Dataset excerpt
--*--
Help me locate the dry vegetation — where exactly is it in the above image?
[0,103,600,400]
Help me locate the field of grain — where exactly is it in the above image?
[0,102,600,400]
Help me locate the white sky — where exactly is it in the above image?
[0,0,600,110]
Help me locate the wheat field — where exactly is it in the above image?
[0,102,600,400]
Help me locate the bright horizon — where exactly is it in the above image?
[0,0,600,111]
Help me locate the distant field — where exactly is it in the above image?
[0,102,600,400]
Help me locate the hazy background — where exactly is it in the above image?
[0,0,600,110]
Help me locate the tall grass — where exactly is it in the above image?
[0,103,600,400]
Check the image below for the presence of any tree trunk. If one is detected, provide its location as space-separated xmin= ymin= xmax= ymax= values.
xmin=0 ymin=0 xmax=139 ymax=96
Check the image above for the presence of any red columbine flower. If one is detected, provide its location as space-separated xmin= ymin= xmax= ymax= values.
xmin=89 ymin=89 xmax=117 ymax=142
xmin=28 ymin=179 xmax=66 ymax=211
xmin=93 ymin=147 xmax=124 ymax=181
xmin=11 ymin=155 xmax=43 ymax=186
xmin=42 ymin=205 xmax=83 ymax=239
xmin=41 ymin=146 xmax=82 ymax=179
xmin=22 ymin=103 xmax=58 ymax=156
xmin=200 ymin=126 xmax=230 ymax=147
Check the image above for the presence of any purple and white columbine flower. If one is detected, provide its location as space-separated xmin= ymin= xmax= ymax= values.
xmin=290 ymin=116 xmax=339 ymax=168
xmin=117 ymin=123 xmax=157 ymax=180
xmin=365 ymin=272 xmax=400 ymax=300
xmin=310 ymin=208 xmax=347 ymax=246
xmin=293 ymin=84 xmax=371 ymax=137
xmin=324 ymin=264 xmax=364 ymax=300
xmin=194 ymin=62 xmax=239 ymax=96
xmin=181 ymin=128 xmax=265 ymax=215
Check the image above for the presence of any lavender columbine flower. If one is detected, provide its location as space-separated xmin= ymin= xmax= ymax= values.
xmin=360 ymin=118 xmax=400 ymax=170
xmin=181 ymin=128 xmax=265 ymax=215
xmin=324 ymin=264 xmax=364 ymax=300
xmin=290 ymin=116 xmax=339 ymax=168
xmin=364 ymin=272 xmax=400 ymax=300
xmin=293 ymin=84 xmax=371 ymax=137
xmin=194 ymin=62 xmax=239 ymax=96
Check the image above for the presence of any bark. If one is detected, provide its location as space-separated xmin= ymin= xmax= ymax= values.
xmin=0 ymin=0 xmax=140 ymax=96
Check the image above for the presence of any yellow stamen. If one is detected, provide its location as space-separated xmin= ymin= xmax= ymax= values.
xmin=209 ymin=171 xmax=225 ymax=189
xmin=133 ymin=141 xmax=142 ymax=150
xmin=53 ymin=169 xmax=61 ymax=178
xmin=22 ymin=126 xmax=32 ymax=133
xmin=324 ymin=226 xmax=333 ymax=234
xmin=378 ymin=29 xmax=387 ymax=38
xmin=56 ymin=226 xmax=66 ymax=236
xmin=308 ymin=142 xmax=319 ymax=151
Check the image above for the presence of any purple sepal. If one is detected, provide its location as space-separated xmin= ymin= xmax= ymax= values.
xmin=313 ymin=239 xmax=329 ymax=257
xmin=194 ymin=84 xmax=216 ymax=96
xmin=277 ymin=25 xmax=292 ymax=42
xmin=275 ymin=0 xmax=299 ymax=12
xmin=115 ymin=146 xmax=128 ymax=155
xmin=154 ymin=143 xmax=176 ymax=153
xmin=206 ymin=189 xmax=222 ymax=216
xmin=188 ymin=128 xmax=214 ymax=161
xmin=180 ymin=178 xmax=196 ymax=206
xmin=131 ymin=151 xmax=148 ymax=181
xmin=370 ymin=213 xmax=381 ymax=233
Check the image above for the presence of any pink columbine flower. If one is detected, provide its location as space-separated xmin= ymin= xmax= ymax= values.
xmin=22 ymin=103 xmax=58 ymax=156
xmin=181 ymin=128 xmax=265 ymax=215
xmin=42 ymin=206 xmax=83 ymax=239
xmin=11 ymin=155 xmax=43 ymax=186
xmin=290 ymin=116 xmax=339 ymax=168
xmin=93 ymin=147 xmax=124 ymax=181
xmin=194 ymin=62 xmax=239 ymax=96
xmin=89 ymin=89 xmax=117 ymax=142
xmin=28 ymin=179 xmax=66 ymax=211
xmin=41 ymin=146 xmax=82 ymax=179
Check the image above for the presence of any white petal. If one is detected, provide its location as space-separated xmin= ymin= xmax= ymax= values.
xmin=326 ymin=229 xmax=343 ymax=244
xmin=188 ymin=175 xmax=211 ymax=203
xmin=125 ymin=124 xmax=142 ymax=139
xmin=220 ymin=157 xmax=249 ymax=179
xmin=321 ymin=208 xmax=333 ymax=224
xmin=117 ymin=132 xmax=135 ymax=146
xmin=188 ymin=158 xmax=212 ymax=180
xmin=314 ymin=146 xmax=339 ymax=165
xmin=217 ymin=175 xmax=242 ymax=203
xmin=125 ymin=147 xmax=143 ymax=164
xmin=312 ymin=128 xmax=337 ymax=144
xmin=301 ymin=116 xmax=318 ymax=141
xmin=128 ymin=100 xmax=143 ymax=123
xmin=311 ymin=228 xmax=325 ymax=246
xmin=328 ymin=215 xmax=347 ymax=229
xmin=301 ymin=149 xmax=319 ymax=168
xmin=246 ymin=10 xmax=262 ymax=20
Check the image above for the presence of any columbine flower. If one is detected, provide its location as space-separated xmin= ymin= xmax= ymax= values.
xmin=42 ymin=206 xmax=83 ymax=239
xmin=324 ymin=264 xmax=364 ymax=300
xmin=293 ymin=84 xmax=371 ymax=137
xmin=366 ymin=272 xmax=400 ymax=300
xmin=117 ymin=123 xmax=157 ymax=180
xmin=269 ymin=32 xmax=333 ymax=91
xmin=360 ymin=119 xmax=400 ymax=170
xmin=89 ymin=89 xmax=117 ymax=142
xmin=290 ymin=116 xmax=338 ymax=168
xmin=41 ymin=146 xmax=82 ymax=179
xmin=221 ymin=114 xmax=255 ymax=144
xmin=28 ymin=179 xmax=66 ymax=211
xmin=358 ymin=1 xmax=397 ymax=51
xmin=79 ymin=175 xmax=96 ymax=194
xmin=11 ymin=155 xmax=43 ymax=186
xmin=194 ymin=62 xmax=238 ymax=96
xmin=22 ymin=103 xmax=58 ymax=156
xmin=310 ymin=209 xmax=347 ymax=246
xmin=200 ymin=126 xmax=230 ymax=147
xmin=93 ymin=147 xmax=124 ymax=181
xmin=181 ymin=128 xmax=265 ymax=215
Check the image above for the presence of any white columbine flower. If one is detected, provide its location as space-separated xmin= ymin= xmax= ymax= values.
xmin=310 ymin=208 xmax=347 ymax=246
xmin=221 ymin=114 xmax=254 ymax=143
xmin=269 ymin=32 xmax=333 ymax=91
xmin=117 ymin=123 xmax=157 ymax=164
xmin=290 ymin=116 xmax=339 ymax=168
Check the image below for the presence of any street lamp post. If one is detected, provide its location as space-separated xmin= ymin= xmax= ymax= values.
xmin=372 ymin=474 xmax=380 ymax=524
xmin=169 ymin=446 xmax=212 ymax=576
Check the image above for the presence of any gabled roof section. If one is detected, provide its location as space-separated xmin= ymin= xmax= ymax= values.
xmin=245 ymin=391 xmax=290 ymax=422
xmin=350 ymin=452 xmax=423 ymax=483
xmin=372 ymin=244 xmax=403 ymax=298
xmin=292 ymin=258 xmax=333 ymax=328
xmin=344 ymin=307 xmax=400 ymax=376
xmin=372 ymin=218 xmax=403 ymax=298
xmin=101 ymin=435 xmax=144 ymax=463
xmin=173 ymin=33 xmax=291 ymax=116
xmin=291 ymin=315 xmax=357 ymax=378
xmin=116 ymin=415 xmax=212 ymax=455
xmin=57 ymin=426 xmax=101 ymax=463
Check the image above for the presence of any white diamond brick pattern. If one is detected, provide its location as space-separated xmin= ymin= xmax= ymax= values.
--*--
## Set exercise
Copy out the lines verbatim, starting at the line containing "Help me locate the tall" and ending at the line containing "xmin=0 ymin=0 xmax=139 ymax=96", including both of those lines.

## Written solution
Help me locate the tall grass — where exactly is it in the above image?
[0,103,600,400]
Check the image below for the presence of any tree trunk. If one is detected, provide its location as space-separated xmin= ymin= xmax= ymax= values.
xmin=0 ymin=0 xmax=139 ymax=96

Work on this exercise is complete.